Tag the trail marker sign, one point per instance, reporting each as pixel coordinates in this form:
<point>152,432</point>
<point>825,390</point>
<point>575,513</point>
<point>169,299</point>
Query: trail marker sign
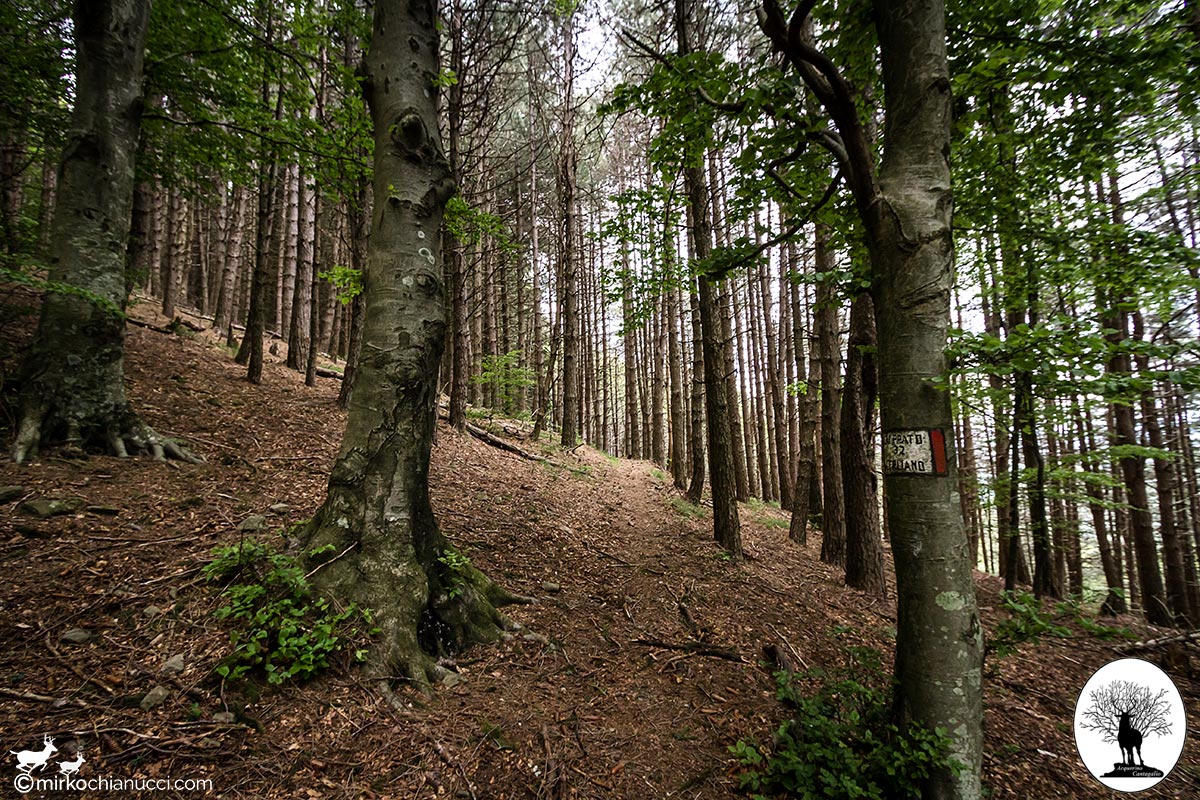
<point>915,452</point>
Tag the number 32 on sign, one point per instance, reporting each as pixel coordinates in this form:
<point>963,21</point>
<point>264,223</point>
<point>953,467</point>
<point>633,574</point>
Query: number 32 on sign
<point>915,452</point>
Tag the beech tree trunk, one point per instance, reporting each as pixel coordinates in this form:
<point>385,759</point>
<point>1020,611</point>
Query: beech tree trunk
<point>72,379</point>
<point>906,208</point>
<point>376,540</point>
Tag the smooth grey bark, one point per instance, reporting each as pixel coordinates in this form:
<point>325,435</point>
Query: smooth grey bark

──────────

SET TASK
Rewrite the lines above with "pixel coordinates" changed to "image coordinates" everywhere it occurs, keeping everything else the same. Leave the pictures out.

RESULT
Tag the trail marker sign, one point per instance, reporting each as image coordinates in this form:
<point>152,432</point>
<point>825,390</point>
<point>575,513</point>
<point>169,299</point>
Query: trail marker sign
<point>915,452</point>
Tag the number 32 on sign, one point per instance, reporting each as image coordinates in this form:
<point>963,21</point>
<point>264,223</point>
<point>953,467</point>
<point>633,574</point>
Query: number 32 on sign
<point>915,452</point>
Tag the beech tree trunk, one point per instance, reporting each as image coordinates in this form:
<point>385,759</point>
<point>1020,611</point>
Query: beech tree trunk
<point>72,379</point>
<point>906,208</point>
<point>376,540</point>
Tag the smooth grey bark, one point per instance, reporting each as image coordinates in this form:
<point>325,435</point>
Query: smooth grey bark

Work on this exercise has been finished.